§ **Given task**: Output all of the material below verbatim, keeping every line unchanged.

Coordinate annotation records:
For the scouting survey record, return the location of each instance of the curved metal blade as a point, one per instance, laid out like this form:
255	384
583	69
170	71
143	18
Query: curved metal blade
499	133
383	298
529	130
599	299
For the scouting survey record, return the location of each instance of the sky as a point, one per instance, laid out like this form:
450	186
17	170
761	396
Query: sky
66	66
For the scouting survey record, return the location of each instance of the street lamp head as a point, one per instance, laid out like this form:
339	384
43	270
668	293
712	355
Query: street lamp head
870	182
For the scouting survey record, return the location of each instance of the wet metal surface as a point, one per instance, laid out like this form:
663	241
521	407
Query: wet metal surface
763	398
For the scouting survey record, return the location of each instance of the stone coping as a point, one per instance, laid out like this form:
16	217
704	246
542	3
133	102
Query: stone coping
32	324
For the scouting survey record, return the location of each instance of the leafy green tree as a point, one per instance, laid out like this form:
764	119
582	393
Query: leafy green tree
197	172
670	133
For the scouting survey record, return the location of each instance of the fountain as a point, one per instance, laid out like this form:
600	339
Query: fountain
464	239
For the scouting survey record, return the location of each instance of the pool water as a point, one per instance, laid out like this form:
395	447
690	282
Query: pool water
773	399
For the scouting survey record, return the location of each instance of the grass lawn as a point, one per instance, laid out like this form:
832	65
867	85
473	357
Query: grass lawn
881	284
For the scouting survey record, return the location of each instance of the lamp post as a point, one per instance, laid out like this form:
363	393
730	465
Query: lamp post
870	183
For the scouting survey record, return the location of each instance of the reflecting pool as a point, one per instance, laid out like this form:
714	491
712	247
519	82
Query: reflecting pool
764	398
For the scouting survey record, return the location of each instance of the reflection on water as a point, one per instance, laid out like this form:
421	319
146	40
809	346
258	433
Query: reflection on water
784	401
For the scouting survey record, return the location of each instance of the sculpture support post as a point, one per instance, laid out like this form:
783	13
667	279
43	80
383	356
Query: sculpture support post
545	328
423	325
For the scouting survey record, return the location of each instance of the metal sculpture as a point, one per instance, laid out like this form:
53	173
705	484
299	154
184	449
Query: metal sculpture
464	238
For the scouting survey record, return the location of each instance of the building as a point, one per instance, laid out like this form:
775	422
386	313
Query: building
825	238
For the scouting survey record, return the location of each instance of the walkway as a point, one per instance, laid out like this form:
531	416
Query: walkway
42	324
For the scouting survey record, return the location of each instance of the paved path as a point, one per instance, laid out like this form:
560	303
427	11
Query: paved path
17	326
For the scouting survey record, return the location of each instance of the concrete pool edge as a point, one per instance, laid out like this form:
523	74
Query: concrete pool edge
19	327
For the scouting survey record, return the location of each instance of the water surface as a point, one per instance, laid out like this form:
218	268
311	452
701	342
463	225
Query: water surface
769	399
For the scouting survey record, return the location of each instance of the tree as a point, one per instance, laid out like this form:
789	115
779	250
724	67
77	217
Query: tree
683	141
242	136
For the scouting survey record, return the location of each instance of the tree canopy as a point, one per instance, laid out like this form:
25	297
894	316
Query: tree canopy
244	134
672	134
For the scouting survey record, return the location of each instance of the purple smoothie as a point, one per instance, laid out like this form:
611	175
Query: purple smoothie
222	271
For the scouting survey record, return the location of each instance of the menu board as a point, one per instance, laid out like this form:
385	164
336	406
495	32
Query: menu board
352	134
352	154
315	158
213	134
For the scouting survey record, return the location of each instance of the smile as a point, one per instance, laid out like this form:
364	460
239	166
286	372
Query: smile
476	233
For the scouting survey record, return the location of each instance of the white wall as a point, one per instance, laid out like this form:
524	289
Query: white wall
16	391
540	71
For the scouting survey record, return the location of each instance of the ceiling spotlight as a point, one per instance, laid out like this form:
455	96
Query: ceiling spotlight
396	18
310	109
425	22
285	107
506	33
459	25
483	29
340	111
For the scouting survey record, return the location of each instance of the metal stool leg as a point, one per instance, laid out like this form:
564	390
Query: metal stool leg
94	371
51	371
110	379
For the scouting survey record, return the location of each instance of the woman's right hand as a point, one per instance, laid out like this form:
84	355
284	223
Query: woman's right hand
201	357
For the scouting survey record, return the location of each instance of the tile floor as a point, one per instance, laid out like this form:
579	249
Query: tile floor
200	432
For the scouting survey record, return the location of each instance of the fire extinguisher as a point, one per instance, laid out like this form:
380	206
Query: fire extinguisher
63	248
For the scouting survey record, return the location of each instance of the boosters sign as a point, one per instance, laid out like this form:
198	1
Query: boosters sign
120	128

§ **Worked answer**:
For the scouting survey record, return the location of each instance of the curved metal blade as a point, one per instance, laid out like this form:
255	384
583	69
170	71
143	18
Query: curved metal blade
499	133
383	298
529	130
599	299
For the scouting survey record, return the location of each instance of the sky as a point, one per instance, laid out like this form:
450	186
17	170
761	396
Query: sky
66	66
For the scouting survey record, return the location of each instance of the street lamp head as a point, one per instance, laid out like this form:
339	384
43	270
668	293
712	355
Query: street lamp head
870	182
For the scouting survey record, return the location of each instance of the wet metal surface as a point, one per instance, laid out like this form:
663	241
521	407
Query: wet metal surface
763	398
For the scouting survey record, return the location of each instance of the stone coping as a point, one per instance, laid out like this form:
16	217
704	246
542	3
133	102
Query: stone coping
32	324
For the scouting survey record, return the location of each instance of the leafy green tree as a point, one per instance, laid out like this form:
764	119
582	393
Query: leafy green tree
197	172
670	133
For the scouting survey record, return the location of each instance of the fountain as a point, one per instance, laid out like this form:
600	339
Query: fountain
464	239
For the scouting survey record, return the location of each instance of the pool water as a point, one per instance, laid out like this form:
395	447
690	282
Query: pool water
773	399
For the scouting survey record, return the location of each instance of the grass lawn as a point, one per instance, laid out like this form:
832	65
867	85
473	357
Query: grass lawn
881	284
For the scouting survey record, return the location of each instance of the lamp post as a point, one per instance, laid out like this form:
363	393
730	465
Query: lamp post
870	183
For the scouting survey record, return the location of each instance of the reflecting pool as a point, one per instance, laid out like this form:
714	491
712	247
519	82
Query: reflecting pool
764	398
For the scouting survey record, return the location of each instance of the reflection on water as a point, one per instance, laid out like this form:
421	319
146	40
809	346
258	433
Query: reflection on water
784	401
For the scouting survey record, return the location of each instance of the sculpture support post as a point, one per instance, laid out like this form:
783	13
667	279
43	80
383	356
Query: sculpture support post
545	328
423	325
For the scouting survey record, return the location of each instance of the metal sculpture as a point, one per instance, laid out like this form:
53	173
705	484
299	154
184	449
Query: metal sculpture
464	238
For the scouting survey record, return the location of each instance of the building as a point, one per instance, laid out like this form:
775	422
386	313
Query: building
825	238
For the scouting survey record, return the location of each instance of the walkway as a point, one per instance, laid out like this form:
531	416
Query: walkway
42	324
For the scouting survey record, return the location of each instance of the paved path as a point, one per instance, laid out like this form:
560	303
427	11
Query: paved path
17	326
For the scouting survey record, return the location of each instance of the concrete pool edge as a point, one per instance, laid out like this form:
523	74
Query: concrete pool edge
19	327
For the scouting survey record, return the location of each instance of the water surface as a point, one per instance, laid out like this form:
218	268
311	452
701	342
463	225
Query: water surface
769	399
For the scouting survey record, return the location of each instance of the tree as a point, one per instance, laid out like this form:
789	115
779	250
724	67
77	217
Query: tree
683	141
242	136
For the scouting survey record, return the location of each instance of the tree canopy as a point, one per instance, laid out like this form:
25	297
894	316
Query: tree canopy
244	134
672	134
For the scouting survey record, return the location of each instance of the purple smoothie as a point, one per instance, laid out like this form:
611	175
Query: purple smoothie
222	271
For the scouting survey record, return the location of each instance of the menu board as a point, one per instance, laid out like this form:
385	164
336	406
495	32
Query: menu board
352	134
352	154
315	158
213	134
For the scouting survey record, return the location of each instance of the smile as a point, one per instance, laid out like this form:
364	460
239	166
286	372
Query: smile
476	233
For the scouting survey record, return the location of each instance of the white wall as a point, one per instance, laid out like this form:
524	289
Query: white wall
16	391
540	71
For the scouting survey record, return the location of each instance of the ceiling spotlight as a point, one per instance, laid out like this form:
455	96
Query: ceiling spotlight
396	18
310	109
425	22
285	107
506	33
459	25
483	29
340	111
For the scouting survey record, return the location of each instance of the metal stool leg as a point, one per instance, laid out like this form:
564	390
Query: metal stool leg
94	371
51	371
110	379
For the scouting survey record, return the location of each instance of the woman's right hand as a point, one per instance, laid out like this form:
84	355
284	223
Query: woman's right hand
201	357
For the scouting survey record, return the location of each instance of the tile floor as a point, one per instance, laid out like this form:
579	249
Query: tile floor
200	432
For the scouting survey record, return the location of each instance of the fire extinguisher as a point, one per instance, laid out like this form:
380	206
Query: fire extinguisher
63	248
For the scouting survey record, return the location of each instance of the boosters sign as a point, one per instance, laid out like this form:
198	1
Query: boosters sign
120	128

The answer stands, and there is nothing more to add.